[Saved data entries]
——
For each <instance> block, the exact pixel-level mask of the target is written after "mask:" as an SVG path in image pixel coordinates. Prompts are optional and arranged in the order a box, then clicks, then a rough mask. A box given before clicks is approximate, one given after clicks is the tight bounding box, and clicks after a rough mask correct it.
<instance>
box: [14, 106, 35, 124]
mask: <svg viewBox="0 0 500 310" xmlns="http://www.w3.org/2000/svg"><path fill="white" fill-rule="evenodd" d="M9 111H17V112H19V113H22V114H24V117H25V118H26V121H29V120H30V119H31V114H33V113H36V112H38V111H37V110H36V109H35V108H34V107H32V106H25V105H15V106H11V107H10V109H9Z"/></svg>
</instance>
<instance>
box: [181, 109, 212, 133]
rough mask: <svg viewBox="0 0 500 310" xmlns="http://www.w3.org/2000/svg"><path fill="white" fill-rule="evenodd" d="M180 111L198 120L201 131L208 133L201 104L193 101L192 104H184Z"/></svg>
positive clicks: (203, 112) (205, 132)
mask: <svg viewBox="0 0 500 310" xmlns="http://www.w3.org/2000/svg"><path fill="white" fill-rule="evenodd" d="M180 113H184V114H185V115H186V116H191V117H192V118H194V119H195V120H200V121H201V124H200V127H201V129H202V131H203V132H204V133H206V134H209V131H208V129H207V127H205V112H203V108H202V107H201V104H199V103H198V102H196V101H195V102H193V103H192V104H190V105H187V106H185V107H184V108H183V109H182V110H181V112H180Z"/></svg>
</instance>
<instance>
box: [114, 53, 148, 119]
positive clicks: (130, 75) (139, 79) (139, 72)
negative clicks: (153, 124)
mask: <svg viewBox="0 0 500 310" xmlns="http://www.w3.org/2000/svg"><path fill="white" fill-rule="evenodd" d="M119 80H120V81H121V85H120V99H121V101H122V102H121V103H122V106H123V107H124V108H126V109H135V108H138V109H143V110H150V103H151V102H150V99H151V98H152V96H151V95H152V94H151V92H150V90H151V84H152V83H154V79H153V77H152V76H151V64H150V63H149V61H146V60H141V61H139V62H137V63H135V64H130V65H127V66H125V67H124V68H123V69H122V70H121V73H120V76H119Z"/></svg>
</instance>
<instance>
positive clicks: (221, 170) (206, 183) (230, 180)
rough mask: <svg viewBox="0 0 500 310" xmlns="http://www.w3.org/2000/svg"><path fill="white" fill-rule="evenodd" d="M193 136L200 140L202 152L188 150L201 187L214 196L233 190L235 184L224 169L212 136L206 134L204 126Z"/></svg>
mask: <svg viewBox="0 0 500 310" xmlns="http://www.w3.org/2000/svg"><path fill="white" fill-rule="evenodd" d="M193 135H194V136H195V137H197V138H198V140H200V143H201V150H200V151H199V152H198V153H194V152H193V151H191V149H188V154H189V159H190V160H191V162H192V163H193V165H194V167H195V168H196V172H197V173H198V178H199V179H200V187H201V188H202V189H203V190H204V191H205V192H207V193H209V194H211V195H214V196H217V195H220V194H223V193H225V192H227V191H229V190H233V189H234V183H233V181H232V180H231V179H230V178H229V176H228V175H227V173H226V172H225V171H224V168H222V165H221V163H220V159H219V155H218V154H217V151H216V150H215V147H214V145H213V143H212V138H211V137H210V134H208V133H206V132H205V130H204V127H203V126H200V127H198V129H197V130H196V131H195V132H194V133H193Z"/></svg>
——
[What you are asked to do]
Only the line that contains "111L198 120L201 131L208" and the lines after it, through the end of the data above, are to be repeated exactly.

[Your response]
rough mask: <svg viewBox="0 0 500 310" xmlns="http://www.w3.org/2000/svg"><path fill="white" fill-rule="evenodd" d="M180 111L198 120L201 131L208 133L201 104L193 101L192 104H184Z"/></svg>
positive clicks: (203, 112) (205, 132)
mask: <svg viewBox="0 0 500 310" xmlns="http://www.w3.org/2000/svg"><path fill="white" fill-rule="evenodd" d="M180 113H184V114H185V115H186V116H191V117H192V118H194V119H195V120H200V121H201V124H200V127H201V129H202V131H203V132H204V133H206V134H209V131H208V129H207V127H205V112H203V108H202V107H201V104H199V103H198V102H196V101H195V102H193V103H192V104H190V105H187V106H185V107H184V108H183V109H182V110H181V112H180Z"/></svg>
</instance>
<instance>
box: [114, 53, 148, 119]
positive clicks: (130, 75) (139, 79) (139, 72)
negative clicks: (153, 124)
mask: <svg viewBox="0 0 500 310" xmlns="http://www.w3.org/2000/svg"><path fill="white" fill-rule="evenodd" d="M119 80H120V81H121V85H120V99H121V101H122V102H121V103H122V106H123V107H124V108H126V109H135V108H138V109H143V110H150V103H151V102H150V99H151V98H152V96H151V95H152V94H151V92H150V90H151V84H152V83H154V79H153V77H152V76H151V64H150V63H149V61H146V60H141V61H139V62H137V63H135V64H130V65H127V66H125V67H124V68H123V69H122V70H121V73H120V76H119Z"/></svg>
</instance>
<instance>
positive clicks: (221, 170) (206, 183) (230, 180)
rough mask: <svg viewBox="0 0 500 310" xmlns="http://www.w3.org/2000/svg"><path fill="white" fill-rule="evenodd" d="M193 136L200 140L202 152L188 150L201 187L214 196L233 190L235 184L224 169L212 136L206 134L204 126Z"/></svg>
mask: <svg viewBox="0 0 500 310" xmlns="http://www.w3.org/2000/svg"><path fill="white" fill-rule="evenodd" d="M193 135H194V136H195V137H197V138H198V140H200V143H201V150H200V151H199V152H198V153H194V152H193V151H191V149H188V154H189V159H190V160H191V162H192V163H193V165H194V167H195V168H196V172H197V173H198V178H199V179H200V187H201V188H202V189H203V190H204V191H205V192H207V193H209V194H211V195H214V196H217V195H220V194H223V193H225V192H227V191H229V190H233V189H234V183H233V181H232V180H231V179H230V178H229V176H228V175H227V173H226V172H225V171H224V168H222V165H221V163H220V159H219V155H218V154H217V151H216V150H215V147H214V145H213V143H212V138H211V137H210V134H208V133H206V132H205V130H204V127H203V126H200V127H198V129H197V130H196V131H195V132H194V133H193Z"/></svg>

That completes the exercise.